_WHAT IS BEING ASKED:_
Transcribe the lines of the records starting with the one that has "the cab window" in it and ending with the last, and transcribe nothing else.

_PROVIDED ENTRIES:_

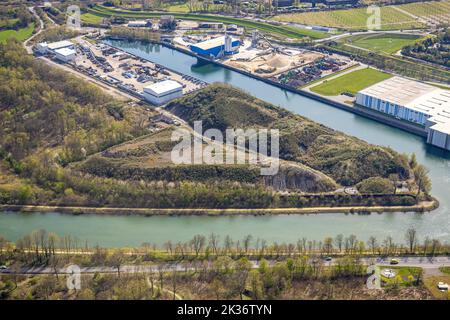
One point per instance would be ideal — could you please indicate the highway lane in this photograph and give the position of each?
(418, 261)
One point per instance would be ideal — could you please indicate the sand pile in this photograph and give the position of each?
(278, 62)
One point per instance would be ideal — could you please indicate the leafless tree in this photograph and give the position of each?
(339, 241)
(411, 239)
(214, 242)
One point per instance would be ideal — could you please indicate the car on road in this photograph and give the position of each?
(394, 261)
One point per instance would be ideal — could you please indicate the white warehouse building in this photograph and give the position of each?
(163, 92)
(421, 104)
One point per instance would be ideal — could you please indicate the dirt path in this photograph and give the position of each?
(424, 206)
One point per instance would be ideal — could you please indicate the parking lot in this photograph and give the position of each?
(127, 72)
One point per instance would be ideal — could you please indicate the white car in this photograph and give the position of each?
(442, 286)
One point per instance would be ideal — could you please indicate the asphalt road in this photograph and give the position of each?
(422, 262)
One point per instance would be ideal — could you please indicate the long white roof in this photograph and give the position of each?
(416, 96)
(163, 87)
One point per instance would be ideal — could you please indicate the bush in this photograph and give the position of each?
(375, 185)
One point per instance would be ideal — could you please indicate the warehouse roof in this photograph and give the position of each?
(65, 52)
(163, 87)
(414, 95)
(59, 44)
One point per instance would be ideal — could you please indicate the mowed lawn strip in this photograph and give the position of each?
(21, 34)
(91, 18)
(388, 44)
(285, 31)
(351, 82)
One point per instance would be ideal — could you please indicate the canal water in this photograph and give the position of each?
(135, 230)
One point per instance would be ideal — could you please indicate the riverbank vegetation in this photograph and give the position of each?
(63, 142)
(211, 267)
(346, 159)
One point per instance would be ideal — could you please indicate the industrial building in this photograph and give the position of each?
(217, 47)
(140, 24)
(415, 102)
(44, 47)
(65, 54)
(163, 92)
(210, 25)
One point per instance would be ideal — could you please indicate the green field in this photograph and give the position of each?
(21, 34)
(433, 11)
(91, 18)
(280, 31)
(353, 19)
(405, 276)
(385, 43)
(351, 82)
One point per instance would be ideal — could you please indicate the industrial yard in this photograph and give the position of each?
(126, 71)
(256, 55)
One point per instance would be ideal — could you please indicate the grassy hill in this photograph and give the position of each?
(63, 141)
(346, 159)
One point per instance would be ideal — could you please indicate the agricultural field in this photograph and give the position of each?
(21, 34)
(382, 43)
(434, 12)
(350, 82)
(405, 276)
(278, 31)
(91, 18)
(353, 19)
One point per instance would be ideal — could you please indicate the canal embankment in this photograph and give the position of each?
(423, 206)
(361, 111)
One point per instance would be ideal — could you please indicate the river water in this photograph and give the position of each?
(134, 230)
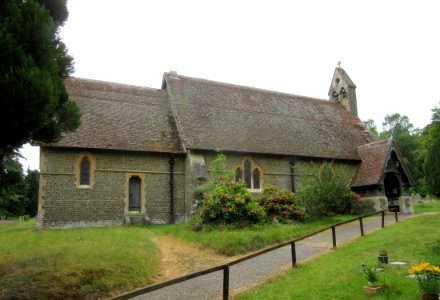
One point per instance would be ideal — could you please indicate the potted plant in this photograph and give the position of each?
(383, 257)
(428, 279)
(373, 287)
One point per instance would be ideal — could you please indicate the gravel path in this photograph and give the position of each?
(254, 271)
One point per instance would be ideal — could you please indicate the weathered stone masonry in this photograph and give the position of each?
(104, 203)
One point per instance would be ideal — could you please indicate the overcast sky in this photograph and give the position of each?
(390, 49)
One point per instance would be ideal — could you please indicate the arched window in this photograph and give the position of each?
(250, 174)
(85, 166)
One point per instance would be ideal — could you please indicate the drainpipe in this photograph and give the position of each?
(171, 163)
(292, 175)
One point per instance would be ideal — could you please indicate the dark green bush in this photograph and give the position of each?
(325, 191)
(228, 205)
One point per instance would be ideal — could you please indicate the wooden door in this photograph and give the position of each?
(135, 194)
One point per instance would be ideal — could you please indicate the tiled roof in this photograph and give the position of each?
(121, 117)
(213, 115)
(373, 157)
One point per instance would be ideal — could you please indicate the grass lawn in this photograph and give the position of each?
(234, 242)
(73, 263)
(427, 206)
(337, 274)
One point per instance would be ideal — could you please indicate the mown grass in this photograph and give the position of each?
(74, 263)
(337, 274)
(234, 242)
(427, 206)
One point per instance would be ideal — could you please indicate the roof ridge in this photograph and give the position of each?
(113, 83)
(374, 142)
(176, 75)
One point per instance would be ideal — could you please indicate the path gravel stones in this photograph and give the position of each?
(254, 271)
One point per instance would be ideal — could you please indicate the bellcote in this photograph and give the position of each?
(343, 90)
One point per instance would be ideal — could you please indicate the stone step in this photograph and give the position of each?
(136, 219)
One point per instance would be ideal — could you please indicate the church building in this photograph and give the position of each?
(139, 152)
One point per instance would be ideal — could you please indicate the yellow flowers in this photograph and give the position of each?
(423, 268)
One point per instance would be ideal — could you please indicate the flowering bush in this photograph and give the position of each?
(281, 205)
(428, 278)
(228, 205)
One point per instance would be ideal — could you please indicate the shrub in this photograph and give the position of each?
(281, 205)
(326, 191)
(228, 205)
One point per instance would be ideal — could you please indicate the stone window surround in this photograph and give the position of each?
(77, 170)
(254, 166)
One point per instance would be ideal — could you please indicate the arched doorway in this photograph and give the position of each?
(392, 190)
(134, 203)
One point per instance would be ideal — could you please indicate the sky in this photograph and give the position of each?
(390, 49)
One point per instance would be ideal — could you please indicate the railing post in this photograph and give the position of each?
(383, 219)
(293, 249)
(226, 282)
(362, 226)
(334, 236)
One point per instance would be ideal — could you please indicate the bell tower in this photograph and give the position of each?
(343, 90)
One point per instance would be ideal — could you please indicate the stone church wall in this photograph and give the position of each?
(63, 204)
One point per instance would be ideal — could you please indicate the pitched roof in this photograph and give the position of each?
(212, 115)
(374, 156)
(121, 117)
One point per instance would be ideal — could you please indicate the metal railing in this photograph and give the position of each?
(225, 267)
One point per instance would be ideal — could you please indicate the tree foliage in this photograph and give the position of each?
(223, 203)
(431, 164)
(34, 105)
(371, 126)
(18, 192)
(325, 191)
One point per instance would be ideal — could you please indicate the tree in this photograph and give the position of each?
(325, 190)
(12, 188)
(431, 166)
(409, 141)
(34, 105)
(371, 126)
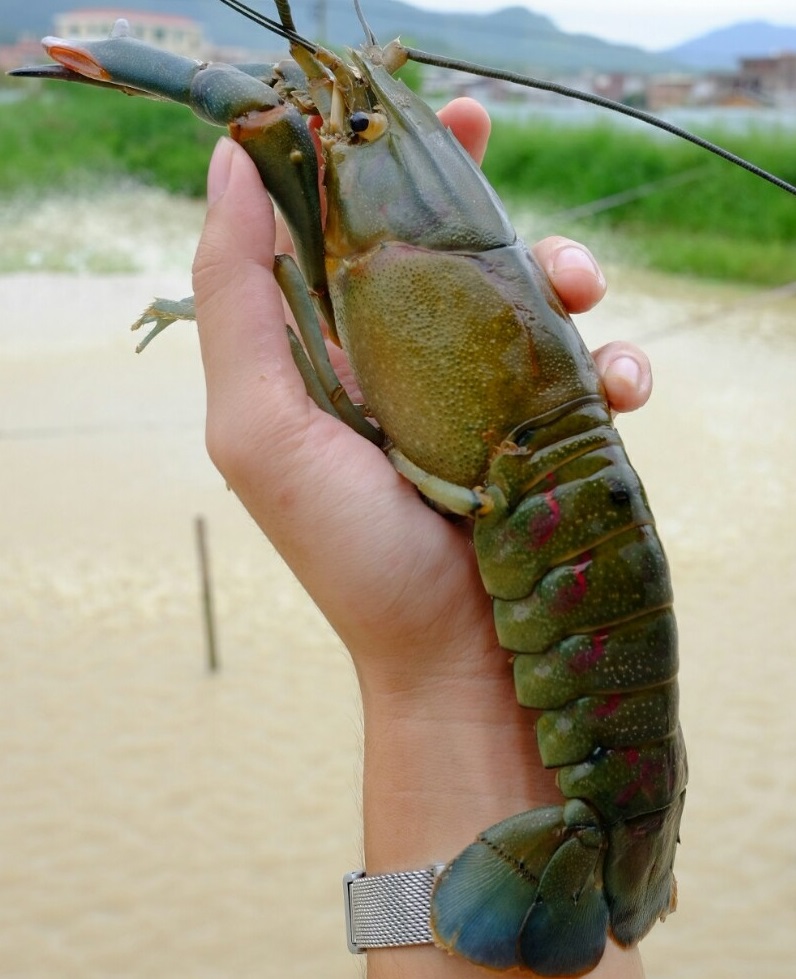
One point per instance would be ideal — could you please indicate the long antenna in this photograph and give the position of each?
(423, 57)
(285, 30)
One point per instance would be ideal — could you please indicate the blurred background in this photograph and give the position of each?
(163, 819)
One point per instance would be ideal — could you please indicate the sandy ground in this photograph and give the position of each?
(159, 822)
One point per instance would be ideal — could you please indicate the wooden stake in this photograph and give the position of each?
(207, 595)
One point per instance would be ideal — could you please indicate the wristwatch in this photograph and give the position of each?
(388, 910)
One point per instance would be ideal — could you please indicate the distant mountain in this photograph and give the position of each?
(511, 38)
(723, 48)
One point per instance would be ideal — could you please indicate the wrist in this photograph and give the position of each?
(442, 763)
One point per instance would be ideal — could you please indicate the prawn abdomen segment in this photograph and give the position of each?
(582, 598)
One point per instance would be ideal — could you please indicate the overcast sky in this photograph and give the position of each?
(661, 25)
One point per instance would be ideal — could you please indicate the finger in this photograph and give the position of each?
(470, 124)
(575, 274)
(626, 373)
(239, 307)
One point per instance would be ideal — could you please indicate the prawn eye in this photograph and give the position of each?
(368, 125)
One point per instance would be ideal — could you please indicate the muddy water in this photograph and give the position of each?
(160, 822)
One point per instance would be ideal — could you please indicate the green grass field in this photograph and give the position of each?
(720, 223)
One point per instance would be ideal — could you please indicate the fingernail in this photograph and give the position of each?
(627, 369)
(219, 170)
(572, 259)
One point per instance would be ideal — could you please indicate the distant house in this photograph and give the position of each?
(773, 79)
(668, 91)
(181, 35)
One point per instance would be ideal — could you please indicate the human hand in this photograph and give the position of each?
(330, 502)
(447, 749)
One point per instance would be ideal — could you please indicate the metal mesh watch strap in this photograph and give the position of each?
(388, 909)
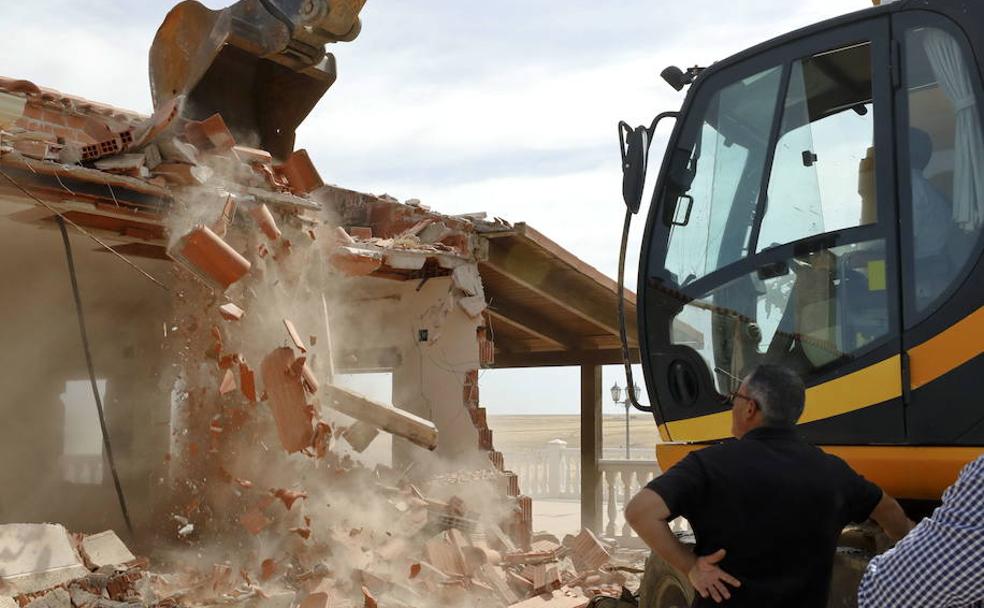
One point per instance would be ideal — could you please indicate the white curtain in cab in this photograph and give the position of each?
(947, 60)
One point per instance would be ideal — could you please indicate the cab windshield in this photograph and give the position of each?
(783, 156)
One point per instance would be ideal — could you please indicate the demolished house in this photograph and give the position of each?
(221, 287)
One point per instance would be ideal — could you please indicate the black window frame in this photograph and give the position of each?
(875, 31)
(917, 325)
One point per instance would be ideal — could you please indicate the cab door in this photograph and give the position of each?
(941, 201)
(772, 239)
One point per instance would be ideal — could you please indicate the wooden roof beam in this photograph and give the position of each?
(532, 324)
(522, 263)
(563, 358)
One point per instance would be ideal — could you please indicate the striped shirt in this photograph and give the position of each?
(940, 563)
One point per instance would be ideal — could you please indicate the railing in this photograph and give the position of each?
(620, 480)
(82, 468)
(554, 472)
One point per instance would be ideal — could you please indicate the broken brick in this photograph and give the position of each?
(287, 400)
(288, 497)
(126, 164)
(252, 156)
(228, 383)
(300, 173)
(184, 175)
(177, 151)
(294, 336)
(361, 232)
(254, 520)
(210, 257)
(360, 435)
(247, 381)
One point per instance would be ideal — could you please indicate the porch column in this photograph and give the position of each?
(591, 447)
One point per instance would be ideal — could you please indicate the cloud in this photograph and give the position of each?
(508, 107)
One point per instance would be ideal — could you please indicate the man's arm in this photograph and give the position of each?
(647, 513)
(892, 519)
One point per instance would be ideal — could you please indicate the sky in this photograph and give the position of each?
(508, 107)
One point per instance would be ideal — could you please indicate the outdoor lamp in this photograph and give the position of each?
(616, 392)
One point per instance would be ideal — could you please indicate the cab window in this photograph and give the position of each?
(946, 164)
(822, 176)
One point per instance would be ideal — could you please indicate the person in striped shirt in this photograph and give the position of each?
(940, 563)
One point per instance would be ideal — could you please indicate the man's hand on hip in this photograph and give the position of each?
(709, 580)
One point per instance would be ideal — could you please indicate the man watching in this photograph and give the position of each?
(941, 561)
(766, 510)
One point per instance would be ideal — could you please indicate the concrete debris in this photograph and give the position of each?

_EXPECTED ANSWER:_
One point per instance would be ideal — could you please indicate the cab window in this photograph and give the position of each?
(946, 164)
(822, 176)
One point per instance would be ideal — could you please indicate the person in striped shirt in this photograph and give the position of each?
(940, 563)
One point per instance would be ideal — could you please indicate the man's hand on hip in this photograph and give the position of each?
(709, 580)
One point per instance would be ideal — could you please indicate the man watching in this photograph and give the position of each?
(941, 561)
(766, 510)
One point per instance would be ideal — could you please indicate the concrete debris in this photograph and give the position of each?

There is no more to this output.